*** Opening of EXTRACTED DATA ***
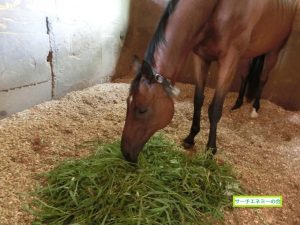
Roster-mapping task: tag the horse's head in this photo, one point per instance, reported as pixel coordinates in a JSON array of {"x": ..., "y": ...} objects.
[{"x": 149, "y": 108}]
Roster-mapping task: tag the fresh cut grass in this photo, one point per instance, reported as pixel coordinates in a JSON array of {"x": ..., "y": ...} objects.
[{"x": 165, "y": 187}]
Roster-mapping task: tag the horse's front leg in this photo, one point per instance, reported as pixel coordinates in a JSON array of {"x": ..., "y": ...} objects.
[
  {"x": 227, "y": 69},
  {"x": 200, "y": 73}
]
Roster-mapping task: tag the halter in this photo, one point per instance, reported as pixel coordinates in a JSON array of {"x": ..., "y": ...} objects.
[{"x": 171, "y": 90}]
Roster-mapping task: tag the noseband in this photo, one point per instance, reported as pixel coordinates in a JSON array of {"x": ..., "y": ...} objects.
[{"x": 171, "y": 90}]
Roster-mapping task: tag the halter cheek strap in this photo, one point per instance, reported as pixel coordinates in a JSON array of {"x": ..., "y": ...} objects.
[{"x": 166, "y": 83}]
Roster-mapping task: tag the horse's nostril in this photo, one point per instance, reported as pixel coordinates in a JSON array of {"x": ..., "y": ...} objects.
[{"x": 128, "y": 157}]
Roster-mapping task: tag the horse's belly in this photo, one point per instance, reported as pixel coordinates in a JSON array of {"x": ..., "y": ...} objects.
[{"x": 272, "y": 30}]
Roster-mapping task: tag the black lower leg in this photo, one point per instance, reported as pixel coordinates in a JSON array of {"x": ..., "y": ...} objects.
[
  {"x": 198, "y": 102},
  {"x": 240, "y": 99},
  {"x": 256, "y": 103},
  {"x": 215, "y": 113}
]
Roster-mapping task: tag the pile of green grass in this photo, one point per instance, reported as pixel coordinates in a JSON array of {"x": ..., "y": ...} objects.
[{"x": 165, "y": 187}]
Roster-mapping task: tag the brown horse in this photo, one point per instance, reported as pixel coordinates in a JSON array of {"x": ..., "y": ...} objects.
[{"x": 225, "y": 31}]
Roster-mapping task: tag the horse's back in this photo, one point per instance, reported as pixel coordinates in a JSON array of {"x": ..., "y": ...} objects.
[{"x": 273, "y": 27}]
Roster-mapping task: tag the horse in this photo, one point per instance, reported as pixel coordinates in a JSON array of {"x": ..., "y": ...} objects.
[
  {"x": 225, "y": 31},
  {"x": 253, "y": 82}
]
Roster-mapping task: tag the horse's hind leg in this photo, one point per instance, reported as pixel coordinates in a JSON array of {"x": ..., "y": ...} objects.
[
  {"x": 243, "y": 72},
  {"x": 227, "y": 70},
  {"x": 200, "y": 73},
  {"x": 270, "y": 62}
]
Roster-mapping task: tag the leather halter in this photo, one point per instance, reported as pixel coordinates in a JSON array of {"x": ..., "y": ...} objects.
[{"x": 171, "y": 90}]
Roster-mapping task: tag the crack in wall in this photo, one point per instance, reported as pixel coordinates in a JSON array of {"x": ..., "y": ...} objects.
[
  {"x": 50, "y": 56},
  {"x": 24, "y": 86}
]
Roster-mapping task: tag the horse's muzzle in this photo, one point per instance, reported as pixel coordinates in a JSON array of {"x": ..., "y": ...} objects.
[{"x": 130, "y": 153}]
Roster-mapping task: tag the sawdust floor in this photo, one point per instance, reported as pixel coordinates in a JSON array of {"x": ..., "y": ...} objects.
[{"x": 264, "y": 152}]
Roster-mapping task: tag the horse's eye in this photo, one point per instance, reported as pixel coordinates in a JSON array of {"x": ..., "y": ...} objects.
[{"x": 141, "y": 112}]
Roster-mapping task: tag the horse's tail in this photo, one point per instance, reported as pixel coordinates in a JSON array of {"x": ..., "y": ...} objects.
[{"x": 255, "y": 72}]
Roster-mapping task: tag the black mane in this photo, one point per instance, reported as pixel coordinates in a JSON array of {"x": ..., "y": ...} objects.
[
  {"x": 158, "y": 38},
  {"x": 159, "y": 35}
]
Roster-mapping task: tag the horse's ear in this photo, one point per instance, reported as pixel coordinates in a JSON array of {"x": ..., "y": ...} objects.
[{"x": 137, "y": 63}]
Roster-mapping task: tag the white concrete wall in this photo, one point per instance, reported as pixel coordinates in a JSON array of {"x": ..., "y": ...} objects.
[{"x": 48, "y": 47}]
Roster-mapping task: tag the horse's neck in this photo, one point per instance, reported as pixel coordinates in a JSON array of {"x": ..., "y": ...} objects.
[{"x": 181, "y": 36}]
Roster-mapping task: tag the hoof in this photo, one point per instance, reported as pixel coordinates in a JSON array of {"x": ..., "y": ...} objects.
[
  {"x": 254, "y": 114},
  {"x": 237, "y": 105},
  {"x": 213, "y": 150},
  {"x": 188, "y": 145}
]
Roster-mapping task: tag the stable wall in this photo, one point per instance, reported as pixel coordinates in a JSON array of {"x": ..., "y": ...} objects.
[
  {"x": 284, "y": 81},
  {"x": 48, "y": 48}
]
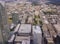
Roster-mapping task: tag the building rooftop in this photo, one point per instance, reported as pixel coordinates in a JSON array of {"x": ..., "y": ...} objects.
[{"x": 25, "y": 28}]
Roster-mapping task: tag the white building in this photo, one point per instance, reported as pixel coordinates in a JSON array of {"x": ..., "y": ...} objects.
[{"x": 37, "y": 35}]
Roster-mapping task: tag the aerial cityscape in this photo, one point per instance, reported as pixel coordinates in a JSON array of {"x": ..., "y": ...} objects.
[{"x": 29, "y": 21}]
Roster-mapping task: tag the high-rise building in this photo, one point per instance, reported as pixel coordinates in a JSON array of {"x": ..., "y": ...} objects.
[{"x": 4, "y": 27}]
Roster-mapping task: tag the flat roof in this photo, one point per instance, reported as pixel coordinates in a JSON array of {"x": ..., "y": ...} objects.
[
  {"x": 21, "y": 38},
  {"x": 25, "y": 28},
  {"x": 37, "y": 29}
]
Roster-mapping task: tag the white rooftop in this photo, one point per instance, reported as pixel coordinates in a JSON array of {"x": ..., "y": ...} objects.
[
  {"x": 25, "y": 28},
  {"x": 37, "y": 29}
]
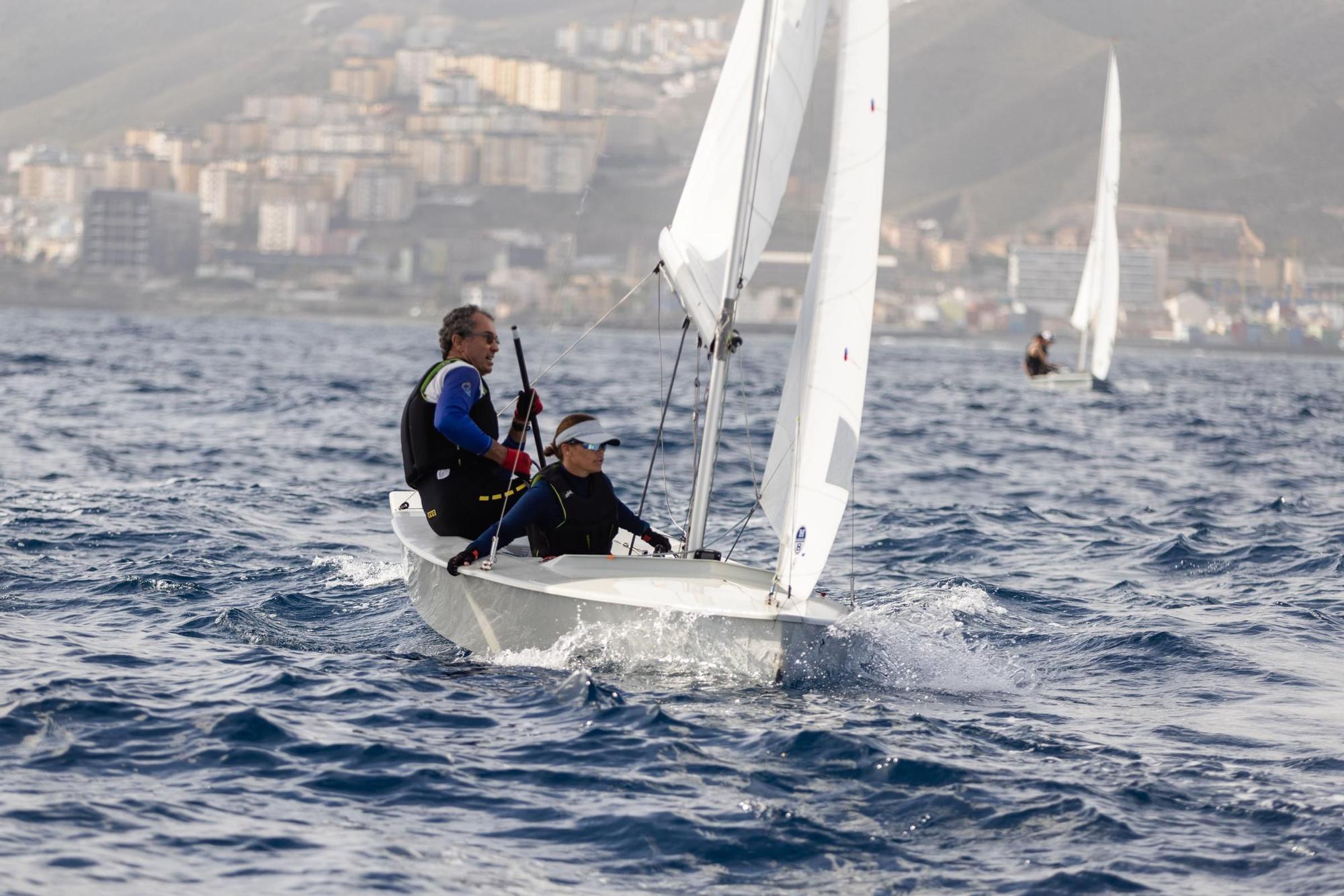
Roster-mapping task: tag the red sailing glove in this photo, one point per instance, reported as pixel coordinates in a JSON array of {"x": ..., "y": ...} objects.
[
  {"x": 460, "y": 561},
  {"x": 658, "y": 542},
  {"x": 517, "y": 463},
  {"x": 529, "y": 406}
]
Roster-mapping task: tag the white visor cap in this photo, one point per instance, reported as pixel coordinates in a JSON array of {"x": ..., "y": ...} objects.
[{"x": 588, "y": 432}]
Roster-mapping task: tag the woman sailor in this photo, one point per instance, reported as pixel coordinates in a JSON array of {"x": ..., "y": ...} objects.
[{"x": 579, "y": 512}]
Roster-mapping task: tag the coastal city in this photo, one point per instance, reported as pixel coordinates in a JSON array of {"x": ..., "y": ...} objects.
[{"x": 428, "y": 170}]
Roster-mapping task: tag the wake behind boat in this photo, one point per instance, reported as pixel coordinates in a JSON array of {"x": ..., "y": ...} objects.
[{"x": 768, "y": 620}]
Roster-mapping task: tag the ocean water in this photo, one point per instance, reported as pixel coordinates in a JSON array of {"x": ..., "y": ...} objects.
[{"x": 1097, "y": 644}]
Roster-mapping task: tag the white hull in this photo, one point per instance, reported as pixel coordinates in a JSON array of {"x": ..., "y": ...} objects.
[
  {"x": 1065, "y": 382},
  {"x": 726, "y": 613}
]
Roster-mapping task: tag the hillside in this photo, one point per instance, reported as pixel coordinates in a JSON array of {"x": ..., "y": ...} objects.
[{"x": 1229, "y": 105}]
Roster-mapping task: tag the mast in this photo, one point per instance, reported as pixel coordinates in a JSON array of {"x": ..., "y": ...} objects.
[{"x": 725, "y": 342}]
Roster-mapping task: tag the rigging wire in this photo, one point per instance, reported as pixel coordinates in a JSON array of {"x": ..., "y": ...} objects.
[
  {"x": 658, "y": 440},
  {"x": 756, "y": 488},
  {"x": 575, "y": 345}
]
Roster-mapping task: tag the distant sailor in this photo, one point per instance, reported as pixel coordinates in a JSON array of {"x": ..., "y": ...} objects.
[
  {"x": 1038, "y": 355},
  {"x": 572, "y": 507},
  {"x": 450, "y": 432}
]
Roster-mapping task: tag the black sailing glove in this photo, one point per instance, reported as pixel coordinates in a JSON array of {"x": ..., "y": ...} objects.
[
  {"x": 658, "y": 542},
  {"x": 462, "y": 561}
]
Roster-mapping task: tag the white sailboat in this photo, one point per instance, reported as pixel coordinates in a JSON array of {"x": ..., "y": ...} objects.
[
  {"x": 1097, "y": 308},
  {"x": 764, "y": 619}
]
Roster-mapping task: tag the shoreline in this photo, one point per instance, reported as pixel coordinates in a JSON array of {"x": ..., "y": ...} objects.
[{"x": 61, "y": 295}]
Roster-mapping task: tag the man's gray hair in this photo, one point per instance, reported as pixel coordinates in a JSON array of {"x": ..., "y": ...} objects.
[{"x": 459, "y": 323}]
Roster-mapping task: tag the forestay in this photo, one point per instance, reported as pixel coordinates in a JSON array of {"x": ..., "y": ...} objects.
[
  {"x": 696, "y": 248},
  {"x": 1099, "y": 292},
  {"x": 816, "y": 435}
]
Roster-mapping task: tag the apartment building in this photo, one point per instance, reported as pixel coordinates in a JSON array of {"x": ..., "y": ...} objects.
[{"x": 142, "y": 232}]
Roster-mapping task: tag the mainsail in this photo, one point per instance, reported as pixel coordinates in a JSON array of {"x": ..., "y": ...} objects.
[
  {"x": 1097, "y": 308},
  {"x": 696, "y": 249},
  {"x": 816, "y": 433}
]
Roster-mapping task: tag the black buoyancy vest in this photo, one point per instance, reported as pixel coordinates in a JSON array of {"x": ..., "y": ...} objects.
[
  {"x": 588, "y": 523},
  {"x": 425, "y": 451}
]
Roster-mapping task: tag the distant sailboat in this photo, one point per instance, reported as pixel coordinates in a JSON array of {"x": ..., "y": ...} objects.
[
  {"x": 1097, "y": 308},
  {"x": 764, "y": 620}
]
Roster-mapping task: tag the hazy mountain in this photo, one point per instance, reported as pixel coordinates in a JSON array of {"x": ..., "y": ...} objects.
[{"x": 997, "y": 104}]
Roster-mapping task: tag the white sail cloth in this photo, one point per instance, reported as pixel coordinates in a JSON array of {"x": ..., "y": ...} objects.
[
  {"x": 816, "y": 436},
  {"x": 696, "y": 249},
  {"x": 1097, "y": 307}
]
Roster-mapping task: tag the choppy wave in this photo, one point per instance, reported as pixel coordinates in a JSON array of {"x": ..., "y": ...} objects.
[{"x": 1092, "y": 647}]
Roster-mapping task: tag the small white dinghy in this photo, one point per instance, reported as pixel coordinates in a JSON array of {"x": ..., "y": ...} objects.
[
  {"x": 1097, "y": 308},
  {"x": 526, "y": 604},
  {"x": 765, "y": 620}
]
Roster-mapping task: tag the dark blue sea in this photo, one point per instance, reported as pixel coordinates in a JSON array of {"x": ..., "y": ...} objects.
[{"x": 1097, "y": 644}]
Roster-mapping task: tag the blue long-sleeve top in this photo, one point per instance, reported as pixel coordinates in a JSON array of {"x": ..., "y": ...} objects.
[
  {"x": 541, "y": 507},
  {"x": 454, "y": 392}
]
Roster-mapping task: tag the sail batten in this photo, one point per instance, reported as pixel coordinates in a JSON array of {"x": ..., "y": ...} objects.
[{"x": 816, "y": 439}]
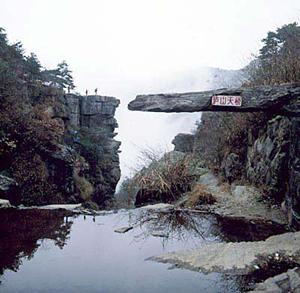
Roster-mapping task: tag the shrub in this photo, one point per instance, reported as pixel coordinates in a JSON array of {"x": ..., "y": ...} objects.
[
  {"x": 164, "y": 180},
  {"x": 199, "y": 195}
]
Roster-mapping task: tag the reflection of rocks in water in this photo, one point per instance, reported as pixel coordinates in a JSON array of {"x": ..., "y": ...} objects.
[
  {"x": 172, "y": 224},
  {"x": 20, "y": 231}
]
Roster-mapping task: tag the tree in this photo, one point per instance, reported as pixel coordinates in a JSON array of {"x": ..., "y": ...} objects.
[
  {"x": 279, "y": 58},
  {"x": 33, "y": 67}
]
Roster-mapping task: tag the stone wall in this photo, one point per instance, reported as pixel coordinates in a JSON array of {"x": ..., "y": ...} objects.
[{"x": 90, "y": 131}]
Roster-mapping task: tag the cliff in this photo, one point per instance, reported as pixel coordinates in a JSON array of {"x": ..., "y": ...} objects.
[
  {"x": 89, "y": 153},
  {"x": 240, "y": 144},
  {"x": 81, "y": 164}
]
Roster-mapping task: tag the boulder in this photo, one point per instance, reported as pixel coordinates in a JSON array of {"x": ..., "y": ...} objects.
[
  {"x": 4, "y": 203},
  {"x": 232, "y": 167}
]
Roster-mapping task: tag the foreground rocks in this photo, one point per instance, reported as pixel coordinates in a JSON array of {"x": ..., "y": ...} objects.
[
  {"x": 265, "y": 152},
  {"x": 285, "y": 282},
  {"x": 237, "y": 258},
  {"x": 282, "y": 99}
]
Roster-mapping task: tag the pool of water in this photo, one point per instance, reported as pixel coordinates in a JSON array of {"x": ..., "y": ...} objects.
[{"x": 55, "y": 253}]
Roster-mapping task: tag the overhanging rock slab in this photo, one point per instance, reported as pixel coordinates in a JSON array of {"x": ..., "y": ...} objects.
[{"x": 284, "y": 99}]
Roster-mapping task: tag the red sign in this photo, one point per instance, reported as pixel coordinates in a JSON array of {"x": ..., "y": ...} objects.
[{"x": 233, "y": 101}]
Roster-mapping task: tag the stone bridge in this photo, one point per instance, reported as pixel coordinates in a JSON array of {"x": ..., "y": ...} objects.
[{"x": 278, "y": 167}]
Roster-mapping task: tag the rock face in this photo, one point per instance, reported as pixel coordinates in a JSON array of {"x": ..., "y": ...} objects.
[
  {"x": 285, "y": 282},
  {"x": 85, "y": 166},
  {"x": 269, "y": 157},
  {"x": 282, "y": 99},
  {"x": 90, "y": 132},
  {"x": 183, "y": 142}
]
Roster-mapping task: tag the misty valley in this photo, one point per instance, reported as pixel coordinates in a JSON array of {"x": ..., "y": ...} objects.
[{"x": 142, "y": 169}]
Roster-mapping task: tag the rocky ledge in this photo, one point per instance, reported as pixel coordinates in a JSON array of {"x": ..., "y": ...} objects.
[
  {"x": 283, "y": 99},
  {"x": 239, "y": 257}
]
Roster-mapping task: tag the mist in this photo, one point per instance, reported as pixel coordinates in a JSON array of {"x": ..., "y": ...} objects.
[{"x": 125, "y": 48}]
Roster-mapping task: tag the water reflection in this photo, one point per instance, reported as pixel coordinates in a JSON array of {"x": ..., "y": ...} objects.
[
  {"x": 173, "y": 224},
  {"x": 22, "y": 232}
]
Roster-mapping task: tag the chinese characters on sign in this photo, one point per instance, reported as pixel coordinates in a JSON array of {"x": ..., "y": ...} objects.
[{"x": 234, "y": 101}]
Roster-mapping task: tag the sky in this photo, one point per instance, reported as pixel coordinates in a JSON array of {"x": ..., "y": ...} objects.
[{"x": 130, "y": 47}]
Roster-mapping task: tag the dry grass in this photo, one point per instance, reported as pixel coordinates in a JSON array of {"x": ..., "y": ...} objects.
[
  {"x": 199, "y": 195},
  {"x": 168, "y": 177}
]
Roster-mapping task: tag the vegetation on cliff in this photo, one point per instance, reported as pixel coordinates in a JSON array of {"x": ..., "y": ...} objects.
[{"x": 46, "y": 144}]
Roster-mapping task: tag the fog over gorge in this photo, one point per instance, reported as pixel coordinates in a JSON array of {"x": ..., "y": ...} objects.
[
  {"x": 125, "y": 48},
  {"x": 150, "y": 146}
]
*** Close of EXTRACTED DATA ***
Extract exactly the lines between the line containing "Roster-mapping task: tag the mist in" and the end of the data, including both.

Roster-mapping task: tag the mist in this photo, one point per instance, reported as pixel coordinates in a JSON array of {"x": ..., "y": ...} objects.
[{"x": 125, "y": 48}]
Roster-mapping task: tag the water reflection in this photo, one point per instance, reported as pixel coordinates in a JSON array of {"x": ..., "y": ...} objects.
[
  {"x": 173, "y": 224},
  {"x": 22, "y": 232}
]
Roster-mapping task: tag the chinese characters on sign in this photo, one point per instance, reported as pixel coordinates in a JSON array of {"x": ..., "y": ...} objects.
[{"x": 234, "y": 101}]
Roster-mapping task: tag the sky in this photo, one point per instance, reported as pixel coordinates in a JSON array of {"x": ..., "y": ...} objects.
[{"x": 130, "y": 47}]
Roster-mapping task: tag the dry grass in this photo, one point per instance, reported as pixel coordinates in a JSON array of {"x": ..., "y": ...} objects.
[
  {"x": 199, "y": 195},
  {"x": 168, "y": 177}
]
Roster-mapping task: tag the vegetation on cliff in this photo, one point per instance, reported as pixel coordinates in a JSON array of {"x": ..., "y": ...} objects.
[{"x": 46, "y": 144}]
Roster-mapping task: tag the fog over gorge in this photo, one point per instance, reported as pixel coordinates in a JSON array of {"x": ..., "y": ...} objects.
[
  {"x": 125, "y": 48},
  {"x": 150, "y": 146}
]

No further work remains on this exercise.